- **SELECTED PASSAGE**
▬▬▬▬▬▬▬▬▬▬
Solarnet sponsors a site where experts explain why California's Energy Crisis is really corporate welfare and a cynical attempt to pollute at public expense.

The Green Power Hustle:
"Clean" Energy's Dirty Little Secret

By Jon Entine (copyright October 1998)

     Early last summer, a torpid air mass settled like a blanket over the nation, touching off fierce thunderstorms and knocking out some transmission stations. It sparked an unprecedented power surge and sent the price of electricity on the newly-deregulated wholesale market from $30 a megawatt hour to as much as $7,000. Power marketers, including a number of so-called green power providers, scrambled for electrons wherever they could get them - primarily from nuclear and coal generators.
     This jolt of free market reality has scrambled the conventional wisdom of deregulation's most fervent backers -- a coalition of odd political bedfellows including rightwing Republicans such as Tom Bliley of Virginia and environmental lobbyists such as the Environmental Defense Fund (EDF), the Natural Resources Defense Council (NRDC), and the Conservation Law Foundation. They contend that deregulation of the $230 billion electricity market would bring lower prices and cleaner power from windmills, solar panels and dams. Renewable energy, which does not include large hydro projects, currently accounts for a paltry 2 percent of US electricity.
▬▬▬▬▬▬▬▬▬▬
- **INFORMATION GIVEN**
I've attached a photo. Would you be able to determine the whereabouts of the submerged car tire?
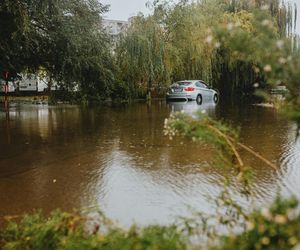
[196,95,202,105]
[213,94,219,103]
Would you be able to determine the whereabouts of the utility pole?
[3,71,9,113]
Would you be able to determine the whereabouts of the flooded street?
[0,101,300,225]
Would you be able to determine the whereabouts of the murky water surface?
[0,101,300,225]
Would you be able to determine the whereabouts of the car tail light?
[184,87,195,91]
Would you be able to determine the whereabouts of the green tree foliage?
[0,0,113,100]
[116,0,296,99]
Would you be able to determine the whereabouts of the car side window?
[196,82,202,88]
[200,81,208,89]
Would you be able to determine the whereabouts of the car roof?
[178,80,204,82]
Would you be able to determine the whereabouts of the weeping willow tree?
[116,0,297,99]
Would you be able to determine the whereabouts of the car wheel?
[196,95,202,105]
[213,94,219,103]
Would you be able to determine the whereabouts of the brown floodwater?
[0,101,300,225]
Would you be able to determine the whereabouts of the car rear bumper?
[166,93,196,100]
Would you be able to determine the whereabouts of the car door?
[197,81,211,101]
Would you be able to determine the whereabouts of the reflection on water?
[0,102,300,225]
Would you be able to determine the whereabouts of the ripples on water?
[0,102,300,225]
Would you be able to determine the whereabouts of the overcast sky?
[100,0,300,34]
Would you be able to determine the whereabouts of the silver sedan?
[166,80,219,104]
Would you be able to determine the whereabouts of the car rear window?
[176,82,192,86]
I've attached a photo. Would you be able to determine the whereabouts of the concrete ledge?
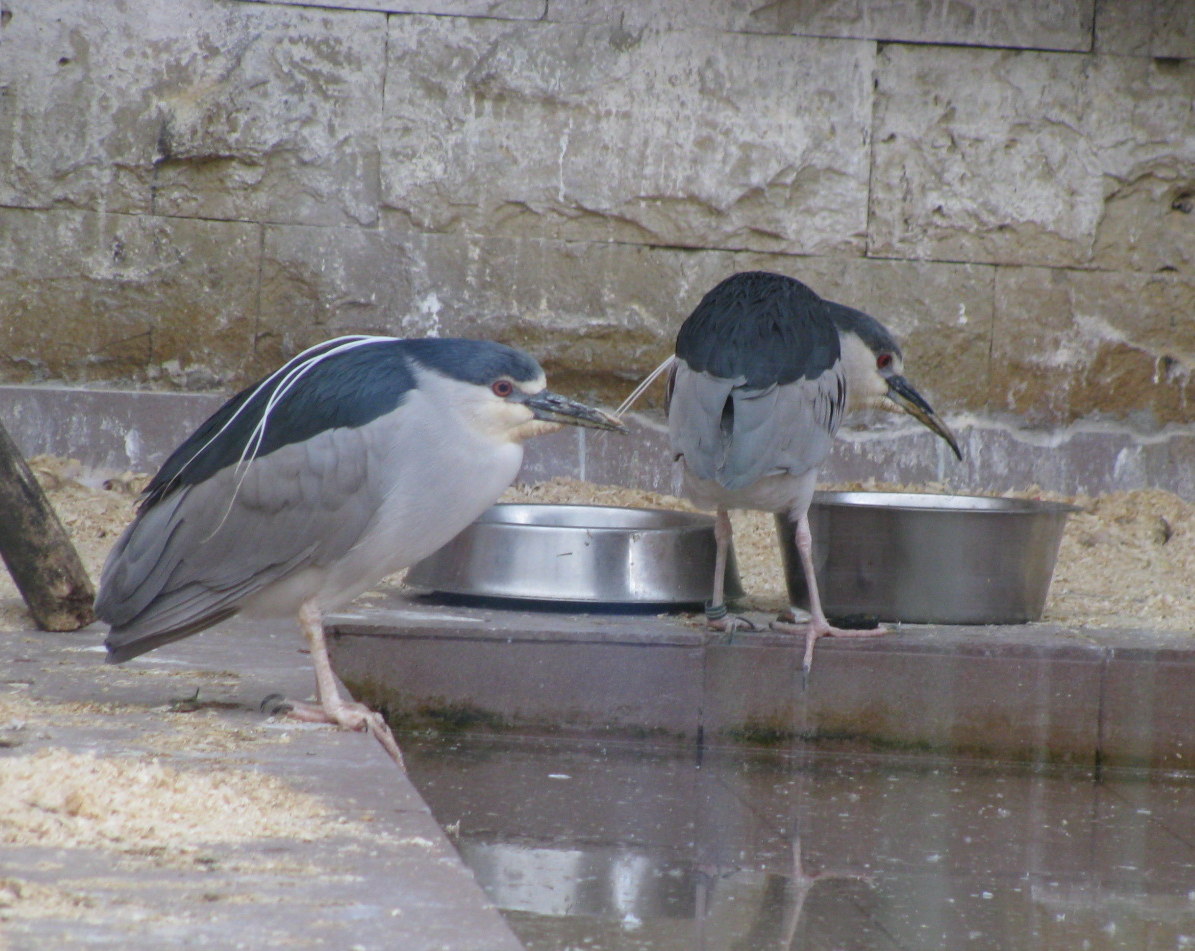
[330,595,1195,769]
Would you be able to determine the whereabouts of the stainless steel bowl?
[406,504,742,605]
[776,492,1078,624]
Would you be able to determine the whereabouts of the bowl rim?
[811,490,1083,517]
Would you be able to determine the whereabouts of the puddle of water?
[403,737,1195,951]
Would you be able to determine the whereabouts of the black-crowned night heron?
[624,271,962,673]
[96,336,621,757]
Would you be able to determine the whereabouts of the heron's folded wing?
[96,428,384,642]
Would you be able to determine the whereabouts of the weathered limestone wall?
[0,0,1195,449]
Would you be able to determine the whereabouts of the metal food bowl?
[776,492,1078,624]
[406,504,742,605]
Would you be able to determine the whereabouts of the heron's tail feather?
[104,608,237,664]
▬▬▬▬▬▬▬▬▬▬
- **WHAT YOU NEED TO DO**
1. Transcribe the green power article from "Solarnet sponsors a" up to and including "and coal generators.".
2. According to the green power article, what share of US electricity does renewable energy currently account for?

- **RESPONSE LIST**
1.
Solarnet sponsors a site where experts explain why California's Energy Crisis is really corporate welfare and a cynical attempt to pollute at public expense.

The Green Power Hustle:
"Clean" Energy's Dirty Little Secret

By Jon Entine (copyright October 1998)

     Early last summer, a torpid air mass settled like a blanket over the nation, touching off fierce thunderstorms and knocking out some transmission stations. It sparked an unprecedented power surge and sent the price of electricity on the newly-deregulated wholesale market from $30 a megawatt hour to as much as $7,000. Power marketers, including a number of so-called green power providers, scrambled for electrons wherever they could get them - primarily from nuclear and coal generators.

2. A paltry 2 percent.